— start of MATERIALS PROVIDED —
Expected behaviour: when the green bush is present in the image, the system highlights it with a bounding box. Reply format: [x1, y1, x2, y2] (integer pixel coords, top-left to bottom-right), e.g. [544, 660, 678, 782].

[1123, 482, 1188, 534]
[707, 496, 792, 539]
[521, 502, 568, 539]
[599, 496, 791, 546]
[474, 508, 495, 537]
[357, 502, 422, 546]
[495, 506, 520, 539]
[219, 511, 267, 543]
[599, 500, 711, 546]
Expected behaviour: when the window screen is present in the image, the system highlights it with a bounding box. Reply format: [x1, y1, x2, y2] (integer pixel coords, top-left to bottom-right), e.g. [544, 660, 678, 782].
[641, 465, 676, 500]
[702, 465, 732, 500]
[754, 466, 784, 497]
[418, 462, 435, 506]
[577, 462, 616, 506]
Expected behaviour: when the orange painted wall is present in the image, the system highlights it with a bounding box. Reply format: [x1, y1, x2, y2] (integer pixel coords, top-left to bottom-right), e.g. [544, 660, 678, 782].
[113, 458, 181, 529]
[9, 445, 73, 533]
— end of MATERIALS PROVIDED —
— start of MATERIALS PROVIDED —
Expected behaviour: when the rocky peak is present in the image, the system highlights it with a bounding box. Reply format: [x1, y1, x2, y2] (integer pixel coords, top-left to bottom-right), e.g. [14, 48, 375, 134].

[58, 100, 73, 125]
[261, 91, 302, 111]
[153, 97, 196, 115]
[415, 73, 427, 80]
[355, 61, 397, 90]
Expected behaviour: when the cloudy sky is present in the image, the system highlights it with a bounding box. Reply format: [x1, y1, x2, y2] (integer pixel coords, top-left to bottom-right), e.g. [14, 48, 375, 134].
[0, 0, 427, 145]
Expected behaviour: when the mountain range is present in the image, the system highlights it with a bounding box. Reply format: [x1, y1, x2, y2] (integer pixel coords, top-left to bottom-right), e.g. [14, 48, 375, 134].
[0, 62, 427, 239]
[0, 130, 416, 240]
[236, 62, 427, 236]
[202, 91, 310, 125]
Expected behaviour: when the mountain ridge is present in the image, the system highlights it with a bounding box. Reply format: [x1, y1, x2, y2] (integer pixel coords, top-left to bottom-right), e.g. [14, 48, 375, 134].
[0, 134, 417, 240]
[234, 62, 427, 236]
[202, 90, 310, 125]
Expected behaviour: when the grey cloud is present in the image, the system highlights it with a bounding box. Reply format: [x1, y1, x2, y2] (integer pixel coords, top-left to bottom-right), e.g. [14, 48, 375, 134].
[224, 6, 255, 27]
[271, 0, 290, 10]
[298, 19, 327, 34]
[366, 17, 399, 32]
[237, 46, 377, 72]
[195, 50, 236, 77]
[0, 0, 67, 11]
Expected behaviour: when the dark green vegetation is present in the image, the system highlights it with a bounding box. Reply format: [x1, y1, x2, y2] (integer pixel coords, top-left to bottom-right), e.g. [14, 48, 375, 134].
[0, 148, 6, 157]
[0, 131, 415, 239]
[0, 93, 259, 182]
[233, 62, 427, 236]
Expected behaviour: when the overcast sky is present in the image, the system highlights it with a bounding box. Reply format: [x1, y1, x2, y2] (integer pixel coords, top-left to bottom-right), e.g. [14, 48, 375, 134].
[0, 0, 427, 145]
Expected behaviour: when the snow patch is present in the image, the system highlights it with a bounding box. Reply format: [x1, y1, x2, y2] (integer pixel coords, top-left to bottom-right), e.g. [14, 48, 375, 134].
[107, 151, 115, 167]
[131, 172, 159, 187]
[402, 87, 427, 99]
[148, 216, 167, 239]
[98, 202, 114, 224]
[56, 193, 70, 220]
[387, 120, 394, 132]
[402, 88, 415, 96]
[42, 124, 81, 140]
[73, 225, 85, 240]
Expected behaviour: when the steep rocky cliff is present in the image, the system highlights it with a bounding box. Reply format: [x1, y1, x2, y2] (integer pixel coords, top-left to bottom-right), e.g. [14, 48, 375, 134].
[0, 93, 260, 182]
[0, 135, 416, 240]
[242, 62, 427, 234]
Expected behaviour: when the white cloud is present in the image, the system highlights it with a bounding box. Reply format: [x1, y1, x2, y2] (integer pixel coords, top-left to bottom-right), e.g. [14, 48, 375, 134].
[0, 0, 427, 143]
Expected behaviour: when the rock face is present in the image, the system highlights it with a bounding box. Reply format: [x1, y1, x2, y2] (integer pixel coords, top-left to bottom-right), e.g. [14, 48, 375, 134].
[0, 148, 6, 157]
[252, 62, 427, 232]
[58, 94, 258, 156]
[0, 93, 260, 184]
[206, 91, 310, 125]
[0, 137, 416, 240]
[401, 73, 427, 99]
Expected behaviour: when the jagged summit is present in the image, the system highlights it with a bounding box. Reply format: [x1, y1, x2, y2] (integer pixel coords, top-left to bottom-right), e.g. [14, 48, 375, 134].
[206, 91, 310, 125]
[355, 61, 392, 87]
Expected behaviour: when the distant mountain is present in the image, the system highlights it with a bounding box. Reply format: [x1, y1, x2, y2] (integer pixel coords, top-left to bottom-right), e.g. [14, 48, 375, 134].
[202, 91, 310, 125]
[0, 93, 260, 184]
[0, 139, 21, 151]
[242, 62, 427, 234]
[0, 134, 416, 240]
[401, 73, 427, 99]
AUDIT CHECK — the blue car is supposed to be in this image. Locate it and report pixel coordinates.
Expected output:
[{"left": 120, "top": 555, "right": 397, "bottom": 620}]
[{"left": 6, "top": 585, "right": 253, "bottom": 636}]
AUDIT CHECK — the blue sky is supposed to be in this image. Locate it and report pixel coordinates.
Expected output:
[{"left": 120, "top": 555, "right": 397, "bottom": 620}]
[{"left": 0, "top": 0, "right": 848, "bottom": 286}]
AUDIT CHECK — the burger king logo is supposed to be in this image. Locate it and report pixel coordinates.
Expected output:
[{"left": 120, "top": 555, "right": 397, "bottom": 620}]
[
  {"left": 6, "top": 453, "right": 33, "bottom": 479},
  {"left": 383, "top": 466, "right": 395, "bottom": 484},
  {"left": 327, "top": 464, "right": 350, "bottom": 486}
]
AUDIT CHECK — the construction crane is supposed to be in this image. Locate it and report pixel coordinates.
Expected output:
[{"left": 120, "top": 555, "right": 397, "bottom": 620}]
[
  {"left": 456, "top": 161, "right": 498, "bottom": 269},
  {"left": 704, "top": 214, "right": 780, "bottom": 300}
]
— end of MATERIALS PROVIDED —
AIM OF THE EXERCISE: Reproduce the data verbatim, beginning at the line that contains "Expected behaviour: when the orange" and ending after the line that contains "[9, 445, 73, 533]".

CORRECT RESULT:
Expected behaviour: when the orange painted wall is present in the image, the system highlights it with a bounding box. Reply format: [x1, y1, x2, y2] (integer pixel coords, top-left to bottom-right), e.g. [544, 660, 678, 782].
[113, 458, 181, 529]
[9, 445, 73, 533]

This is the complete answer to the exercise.